### Письменное задание a
Продублируйте без изменений участок листинга от строки, содержащей «Phrase: metal pole», до конца листинга, включив обе границы. Изображения в ответ не добавляйте.
### Фрагмент документа ###
Бывают случаи, когда, например, дополнение выражено местоимением, недостаточно точно указывающим на характер денотата, и для нахождения соответствия широкозначному глаголу необходим более широкий контекст e.g.:

‘Are you hungry?’ I asked him.

‘No’, he said. ‘You know I couldn’t eat, Harry!’

‘All right’, I told him. ‘You can have one’

(Hamingway) –

“Ты голоден? – спросил я его.

- Нет, - сказал он, – ты же знаешь, что я так не могу есть,

Гарри.

- Ладно, – сказал я ему. – Глотни разок”.

Встречаются случаи, когда переводчик предлагает два варианта конкретизации смысла широкозначного глагола, e.g.: ‘Will you like to take anything?’ (Thackeray) – ‘Не угодно ли чего-нибудь выпить или закусить?’ Похожие закономерности наблюдаются при переводе на русский язык глаголов to make, to do, e.g. ‘Are you writing a new book?’ – Yes. About half done (Idem) – ‘А вы пишете новую книгу? – Да, наполовину уже написал’. В ряде случаев техника гипонимических и гиперонимических трансформацией сводится к добавлению или опущению дифференциальной семы, i.e. компонента значения, отличающего значение исходной ЛЕ от её иноязычного эквивалента. При добавлении семы происходит конкретизация значения /сужение, при опущении – генерализация /расширение.

Гиперонимические трансформации используются при переводе высказываний, включающих приставочные глаголы, e.g. ‘Наконец, с хор загремела мазурка’ (Лермонтов) – ‘Finally the mazurka started.’ Глаголы ‘загреметь’ и ‘to start’ включают КЗ ‘начинать’. В русском глаголе этот КЗ сочетается с КЗ ‘производить громкий звук’, ‘грохотать’. В переводе сохраняется только КЗ ‘начинать’, как наиболее существенный для данного контекста.

Иногда сохранение всех КЗ, содержащихся в исходной единице, при переводе может оказаться ненужным, так как широкий контекст делает его избыточным.
### Исходные данные ###
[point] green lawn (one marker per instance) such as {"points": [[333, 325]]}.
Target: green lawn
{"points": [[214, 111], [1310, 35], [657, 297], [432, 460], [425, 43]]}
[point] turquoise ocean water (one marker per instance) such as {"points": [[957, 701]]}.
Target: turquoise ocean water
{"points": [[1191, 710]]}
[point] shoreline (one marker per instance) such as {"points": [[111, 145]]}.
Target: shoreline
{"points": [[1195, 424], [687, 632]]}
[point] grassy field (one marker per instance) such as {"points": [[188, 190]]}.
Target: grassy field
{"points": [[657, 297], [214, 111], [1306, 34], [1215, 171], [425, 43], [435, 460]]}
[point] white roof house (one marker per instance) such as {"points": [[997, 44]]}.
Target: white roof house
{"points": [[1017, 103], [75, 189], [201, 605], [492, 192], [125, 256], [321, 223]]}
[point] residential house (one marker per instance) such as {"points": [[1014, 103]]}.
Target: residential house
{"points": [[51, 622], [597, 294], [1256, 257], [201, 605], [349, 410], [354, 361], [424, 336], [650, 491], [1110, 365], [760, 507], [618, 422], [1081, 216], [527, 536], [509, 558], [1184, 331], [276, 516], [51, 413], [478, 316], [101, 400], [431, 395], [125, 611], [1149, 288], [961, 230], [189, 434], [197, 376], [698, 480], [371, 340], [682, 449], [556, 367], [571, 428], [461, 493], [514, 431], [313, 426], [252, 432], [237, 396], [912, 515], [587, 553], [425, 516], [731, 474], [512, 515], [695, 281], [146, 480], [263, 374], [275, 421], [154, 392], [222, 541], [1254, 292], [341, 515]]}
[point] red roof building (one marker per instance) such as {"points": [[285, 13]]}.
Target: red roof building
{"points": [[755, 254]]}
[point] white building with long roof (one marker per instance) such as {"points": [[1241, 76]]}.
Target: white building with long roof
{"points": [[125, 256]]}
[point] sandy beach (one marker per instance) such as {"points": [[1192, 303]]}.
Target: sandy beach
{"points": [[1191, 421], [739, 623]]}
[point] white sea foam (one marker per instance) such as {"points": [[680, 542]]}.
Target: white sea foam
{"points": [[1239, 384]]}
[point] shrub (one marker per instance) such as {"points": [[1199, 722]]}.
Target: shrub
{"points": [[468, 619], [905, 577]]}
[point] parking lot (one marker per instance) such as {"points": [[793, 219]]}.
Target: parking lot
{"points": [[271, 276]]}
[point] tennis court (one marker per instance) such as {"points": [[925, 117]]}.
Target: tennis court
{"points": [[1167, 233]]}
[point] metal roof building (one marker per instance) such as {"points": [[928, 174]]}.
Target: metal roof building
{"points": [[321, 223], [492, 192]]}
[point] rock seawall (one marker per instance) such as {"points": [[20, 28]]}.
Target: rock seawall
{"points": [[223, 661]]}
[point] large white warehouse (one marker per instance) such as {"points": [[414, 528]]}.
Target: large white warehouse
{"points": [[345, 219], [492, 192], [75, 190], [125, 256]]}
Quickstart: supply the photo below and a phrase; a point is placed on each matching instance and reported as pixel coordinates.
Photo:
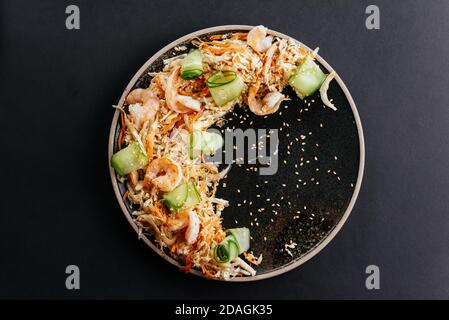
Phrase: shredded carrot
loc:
(202, 185)
(155, 210)
(219, 237)
(217, 44)
(216, 50)
(122, 120)
(215, 37)
(188, 262)
(170, 126)
(195, 116)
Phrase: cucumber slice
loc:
(193, 196)
(192, 66)
(241, 236)
(196, 144)
(184, 196)
(175, 199)
(227, 250)
(224, 87)
(307, 78)
(129, 159)
(204, 142)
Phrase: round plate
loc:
(296, 212)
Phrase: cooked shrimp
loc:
(133, 178)
(164, 174)
(143, 105)
(178, 222)
(194, 227)
(269, 104)
(175, 101)
(258, 40)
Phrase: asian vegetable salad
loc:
(164, 143)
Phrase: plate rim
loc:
(316, 249)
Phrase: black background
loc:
(57, 205)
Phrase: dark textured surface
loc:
(57, 204)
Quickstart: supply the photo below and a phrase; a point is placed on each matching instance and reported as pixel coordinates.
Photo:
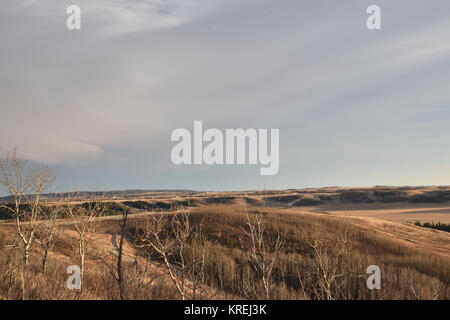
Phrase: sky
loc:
(354, 107)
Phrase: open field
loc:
(327, 238)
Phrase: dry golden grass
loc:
(415, 261)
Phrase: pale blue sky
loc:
(354, 107)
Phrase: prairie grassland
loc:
(321, 256)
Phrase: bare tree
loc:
(48, 235)
(326, 271)
(181, 248)
(118, 273)
(25, 183)
(85, 220)
(264, 249)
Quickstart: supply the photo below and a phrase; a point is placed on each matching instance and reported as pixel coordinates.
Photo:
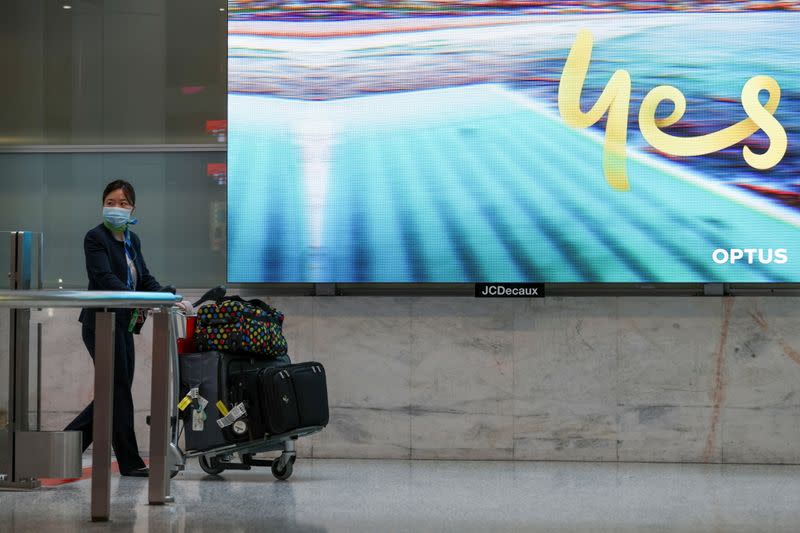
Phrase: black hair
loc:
(127, 190)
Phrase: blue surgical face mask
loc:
(117, 218)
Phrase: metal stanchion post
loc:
(159, 410)
(103, 409)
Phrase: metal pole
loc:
(159, 410)
(103, 408)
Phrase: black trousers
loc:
(123, 438)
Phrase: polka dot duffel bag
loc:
(236, 325)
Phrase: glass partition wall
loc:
(97, 91)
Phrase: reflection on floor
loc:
(339, 495)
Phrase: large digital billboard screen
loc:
(513, 141)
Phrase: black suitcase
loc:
(311, 390)
(209, 372)
(280, 400)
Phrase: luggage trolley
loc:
(217, 459)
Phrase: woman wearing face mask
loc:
(114, 262)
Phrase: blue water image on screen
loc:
(431, 149)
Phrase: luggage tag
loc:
(233, 415)
(198, 420)
(191, 395)
(199, 415)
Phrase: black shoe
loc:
(139, 472)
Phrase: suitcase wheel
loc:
(282, 467)
(212, 467)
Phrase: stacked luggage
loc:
(240, 388)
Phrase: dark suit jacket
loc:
(108, 270)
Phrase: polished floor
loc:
(347, 496)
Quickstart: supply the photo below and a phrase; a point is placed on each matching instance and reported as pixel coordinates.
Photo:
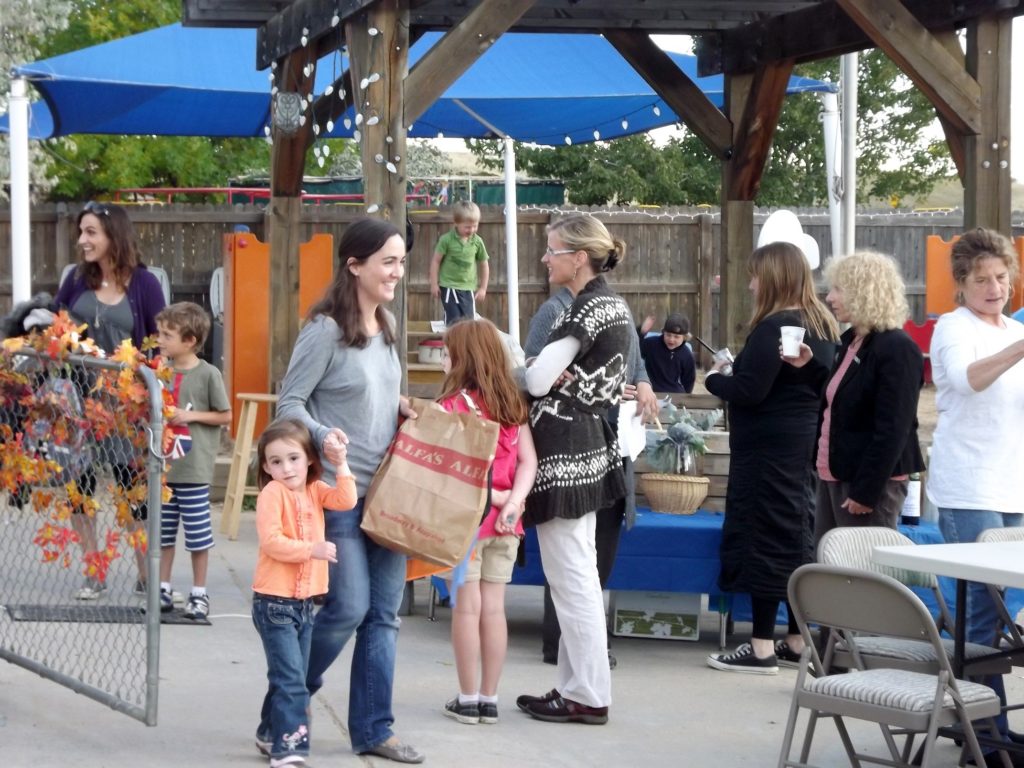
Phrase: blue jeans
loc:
(364, 594)
(963, 525)
(285, 626)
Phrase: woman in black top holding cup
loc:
(773, 414)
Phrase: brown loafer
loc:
(562, 710)
(524, 701)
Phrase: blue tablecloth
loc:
(679, 553)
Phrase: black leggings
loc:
(764, 610)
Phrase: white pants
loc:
(569, 559)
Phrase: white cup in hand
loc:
(793, 337)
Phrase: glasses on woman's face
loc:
(98, 209)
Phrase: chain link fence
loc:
(79, 584)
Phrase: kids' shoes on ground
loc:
(198, 607)
(742, 659)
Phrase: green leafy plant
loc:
(672, 451)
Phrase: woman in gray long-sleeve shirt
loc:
(343, 380)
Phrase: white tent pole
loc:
###
### Письменное задание b
Подхватите текст о переводческих трансформациях и продолжите его сразу после последнего приведенного предложения.

### Итоговый результат a
Phrase: metal pole
loc:
(159, 410)
(103, 408)
Phrase: black trousers
loc:
(123, 438)
Phrase: polka dot duffel bag
loc:
(236, 325)
Phrase: glass partition wall
loc:
(97, 91)
Phrase: reflection on floor
loc:
(339, 495)
Phrase: large digital billboard screen
loc:
(513, 141)
Phrase: black suitcase
loc:
(311, 390)
(209, 372)
(280, 400)
Phrase: luggage trolley
loc:
(217, 459)
Phrase: woman wearing face mask
loc:
(114, 262)
Phrase: blue water image on screen
loc:
(431, 149)
Phrase: luggage tag
loc:
(233, 415)
(198, 420)
(191, 395)
(199, 415)
Phrase: black shoe
loc:
(139, 472)
Phrase: suitcase wheel
loc:
(282, 467)
(212, 467)
Phrase: stacked luggage
loc:
(240, 388)
Phrase: dark suit jacket
loc:
(108, 270)
Phrase: polished floor
loc:
(347, 496)
Quickstart: supply the photo below and a phrase; a point is placed on each matching instance and reported as pixel coordinates.
Photo:
Phrase: blue jeans
loc:
(364, 594)
(963, 525)
(285, 626)
Phrase: woman in black top holding cup
loc:
(773, 414)
Phrase: brown loafer
loc:
(562, 710)
(524, 701)
Phrase: blue tablecloth
loc:
(679, 553)
Phrase: black leggings
loc:
(764, 610)
Phrase: white pants
loc:
(569, 559)
Phrase: white cup in hand
loc:
(793, 337)
Phrase: glasses on woman's face
loc:
(98, 209)
Phrase: chain link fence
loc:
(79, 584)
Phrase: kids' shoes on ground
loc:
(198, 607)
(742, 659)
Phrase: green leafy plant
loc:
(672, 451)
Phrase: woman in gray long-sleeve shirt
loc:
(343, 380)
Phrase: white tent pole
loc:

### Итоговый результат b
Интергипонимические трансформации часто оказываются обусловленными ассоциативными связями ЛЕ в данной культуре. Нередко они находят своё проявление в этнических стереотипах, получающих своё воплощение во фразеологии, cf: Dutch treat – ‘угощение, оплаченное каждым участником, складчина’ – русск. ‘немецкий счёт’; to take French leave – фр. partir à l’anglaise (‘уйти по-английски’).

Иногда интергипонимические отношения возникают на основе контекстуальных связей, cf: русск. мокрая курица (‘безвольный, бесхарактерный человек’) и англ. goose (‘глупый, простофиля’).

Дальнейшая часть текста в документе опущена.